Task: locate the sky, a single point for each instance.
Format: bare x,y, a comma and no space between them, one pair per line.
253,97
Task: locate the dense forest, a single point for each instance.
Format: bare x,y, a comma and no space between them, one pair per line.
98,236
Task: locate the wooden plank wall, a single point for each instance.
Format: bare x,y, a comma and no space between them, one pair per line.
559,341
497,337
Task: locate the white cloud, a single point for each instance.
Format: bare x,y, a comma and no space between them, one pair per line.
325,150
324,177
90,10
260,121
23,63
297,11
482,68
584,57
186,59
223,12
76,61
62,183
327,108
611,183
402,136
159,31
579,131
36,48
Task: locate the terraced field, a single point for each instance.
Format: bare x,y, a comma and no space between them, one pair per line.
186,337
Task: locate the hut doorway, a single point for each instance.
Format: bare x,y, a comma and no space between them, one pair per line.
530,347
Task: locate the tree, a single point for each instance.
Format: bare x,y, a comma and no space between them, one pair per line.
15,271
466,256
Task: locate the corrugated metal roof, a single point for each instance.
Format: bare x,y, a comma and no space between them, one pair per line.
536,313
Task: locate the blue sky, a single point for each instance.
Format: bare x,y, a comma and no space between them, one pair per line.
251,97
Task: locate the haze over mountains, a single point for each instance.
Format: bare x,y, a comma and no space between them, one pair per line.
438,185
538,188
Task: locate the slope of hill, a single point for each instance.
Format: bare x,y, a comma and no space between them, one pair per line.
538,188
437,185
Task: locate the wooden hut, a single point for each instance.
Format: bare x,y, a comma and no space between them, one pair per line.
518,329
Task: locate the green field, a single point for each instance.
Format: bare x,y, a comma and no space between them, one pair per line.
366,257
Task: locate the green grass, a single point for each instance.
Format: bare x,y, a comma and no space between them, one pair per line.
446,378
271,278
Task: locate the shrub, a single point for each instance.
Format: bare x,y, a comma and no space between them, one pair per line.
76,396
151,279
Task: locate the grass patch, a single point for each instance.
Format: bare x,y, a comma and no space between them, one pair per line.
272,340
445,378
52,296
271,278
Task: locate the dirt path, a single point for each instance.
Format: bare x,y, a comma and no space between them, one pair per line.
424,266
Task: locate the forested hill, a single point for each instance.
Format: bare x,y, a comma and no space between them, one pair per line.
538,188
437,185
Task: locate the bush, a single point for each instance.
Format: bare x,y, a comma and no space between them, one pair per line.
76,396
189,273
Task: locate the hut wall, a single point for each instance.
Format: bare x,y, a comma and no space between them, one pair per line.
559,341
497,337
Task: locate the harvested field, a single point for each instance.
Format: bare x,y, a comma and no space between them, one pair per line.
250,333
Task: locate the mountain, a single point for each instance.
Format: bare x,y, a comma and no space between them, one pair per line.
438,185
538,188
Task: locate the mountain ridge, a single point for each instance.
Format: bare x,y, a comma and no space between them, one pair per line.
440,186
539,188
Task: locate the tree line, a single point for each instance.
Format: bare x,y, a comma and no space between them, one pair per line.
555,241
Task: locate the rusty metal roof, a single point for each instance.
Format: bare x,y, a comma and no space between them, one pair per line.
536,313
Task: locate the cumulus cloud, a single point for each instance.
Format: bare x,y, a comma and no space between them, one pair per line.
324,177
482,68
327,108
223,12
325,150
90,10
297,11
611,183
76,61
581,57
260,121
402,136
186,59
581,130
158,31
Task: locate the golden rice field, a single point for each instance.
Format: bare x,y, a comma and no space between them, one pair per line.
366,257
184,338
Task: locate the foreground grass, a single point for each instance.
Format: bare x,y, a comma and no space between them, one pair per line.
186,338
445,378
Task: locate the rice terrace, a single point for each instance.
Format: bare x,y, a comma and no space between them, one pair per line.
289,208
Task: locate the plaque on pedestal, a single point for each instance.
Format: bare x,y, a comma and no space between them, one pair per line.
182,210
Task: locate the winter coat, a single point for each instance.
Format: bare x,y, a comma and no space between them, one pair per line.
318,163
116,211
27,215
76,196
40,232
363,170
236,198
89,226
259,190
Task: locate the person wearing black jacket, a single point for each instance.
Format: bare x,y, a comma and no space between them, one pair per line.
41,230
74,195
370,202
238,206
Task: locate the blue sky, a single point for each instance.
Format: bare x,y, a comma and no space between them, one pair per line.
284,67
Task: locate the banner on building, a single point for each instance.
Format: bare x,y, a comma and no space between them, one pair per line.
===
:: The problem ::
Give every line of the material again, exactly as it reads.

:: Response ::
Task: locate the sky, a single point for each instance.
Format: bare x,y, a comma and no space between them, one pair per line.
253,97
Task: locate the dense forest, a single point for each instance.
Format: bare x,y, a comma and no space between them, one pair per line.
98,236
Task: locate the wooden plank wall, a single point for each instance.
Format: bare x,y, a comma and no space between them, one pair per line.
559,341
497,337
Task: locate the white cloud, a single point for each instance.
Format: bare x,y, a comma and no space between them, one pair per line.
325,150
324,177
90,10
260,121
23,63
297,11
482,68
584,57
186,59
223,12
76,61
62,183
327,108
611,183
402,136
159,31
579,131
36,48
Task: locate the terraced field, a single point for each instance.
Format: bare x,y, a comma and no space between them, one pair per line.
186,337
Task: locate the hut doorway, a single point for each instance.
Format: bare x,y, a comma and no space between them, one pair per line.
530,347
Task: locate the tree, a single point for each instance.
Format: bare x,y, a comma and no space between them, one pair per line.
15,271
466,256
Task: locate the corrugated metal roof, a single point for each instance.
Format: bare x,y, a comma and no space between them, one pair per line.
536,313
Task: locate the blue sky, a single point for each instance.
Format: bare x,y, a comma and no space between them, one pair per line.
251,97
Task: locate the haze over mountains, a single point for each instance.
Format: bare x,y, a comma and no space between them, one pair per line.
438,185
538,188
Task: locate the slope of hill, a single point for each instance.
Format: bare x,y, a comma and no space between them, one pair per line.
538,188
437,185
Task: locate the wooden hut, a single point for each instance.
Format: bare x,y, a comma and no space between them, one pair per line.
518,329
Task: locate the green field, a single point for each instance.
Format: bare x,y, a comma and no space between them, one pair per line.
366,257
Task: locate the green grass, a single point for each instance.
Format: bare x,y, a comma and no space between them, one pair per line.
446,378
271,278
Task: locate the shrub, a single point for each instance.
Format: bare x,y, a comma and no space between them, one pair per line.
76,396
151,279
Task: locate the grass patch, a single point for each instance.
Format: bare x,y, a comma and no space between them, one pair per line.
272,340
445,378
52,296
271,278
Task: locate the dirt path, a single point for each instance.
Format: bare x,y, a comma and no space between them, one pair per line.
424,266
Task: locate the forested hill, a single point for each instance.
Format: bare x,y, a comma and no space between them, one pair per line.
538,188
437,185
Task: locate the bush, a single point for each instance.
Format: bare x,y, a comma and no space between them, one pair per line.
76,396
189,273
Task: locate the hut wall, a single point for each instance.
Format: bare x,y, a comma and no space between them, one pair per line.
559,341
497,337
Task: locate the harvested field, a single point for each instance.
Format: bare x,y, a comma and no space between them, one pair per line.
250,333
Task: locate the mountain, a single point for each instance.
Format: bare x,y, a comma and no space between them, one pair per line.
438,185
538,188
Task: locate the mountain ridge, a single point for each instance.
Format: bare x,y, a comma and no space between them, one pair per line.
440,186
539,188
Task: locate the tree line, a single point for each instance.
Format: bare x,y, a comma and no space between them, one pair per line.
555,241
Task: locate the rusty metal roof, a single point for each instance.
Format: bare x,y, a comma and no space between them, one pair per line.
536,313
Task: locate the cumulus cloud, a single point for each instance.
Format: bare x,y, a comma and no space between them, one pair per line.
324,177
482,68
327,108
223,12
325,150
90,10
297,11
611,183
76,61
581,57
260,121
402,136
186,59
581,130
158,31
Task: locate the golden rice field, a single point for each instance.
Format: bare x,y, a comma and no space between them, one pair per line.
366,257
184,338
Task: locate the foreground grass, a single point for each instance.
Format: bare x,y, a comma and no space between them, one pair per line.
186,338
445,378
Task: locate the rice terrace, a single point for each instance.
Format: bare x,y, a comma and no space between them, one pair per line.
289,208
Task: locate the plaque on pedestal, a single point for each instance.
Format: bare x,y, a comma and no space between them, one pair per line.
182,210
Task: locate the winter coat, a single point for each instance.
Format: bare x,y, a comma and no space between them, one pair per line.
318,163
116,211
27,215
76,196
40,232
363,170
236,198
89,226
259,190
Task: locate the person wearing black jacket, a single point for each instance.
Format: bare x,y, a comma and no space between them, one pair per line.
41,230
74,195
370,202
238,206
Task: locate the blue sky, a single point for each instance.
Format: bare x,y, a comma and no space between them, one pair per line.
284,67
Task: locate the banner on building, a single point for each instance.
Format: bare x,y, a comma and no space between them, one pair per line.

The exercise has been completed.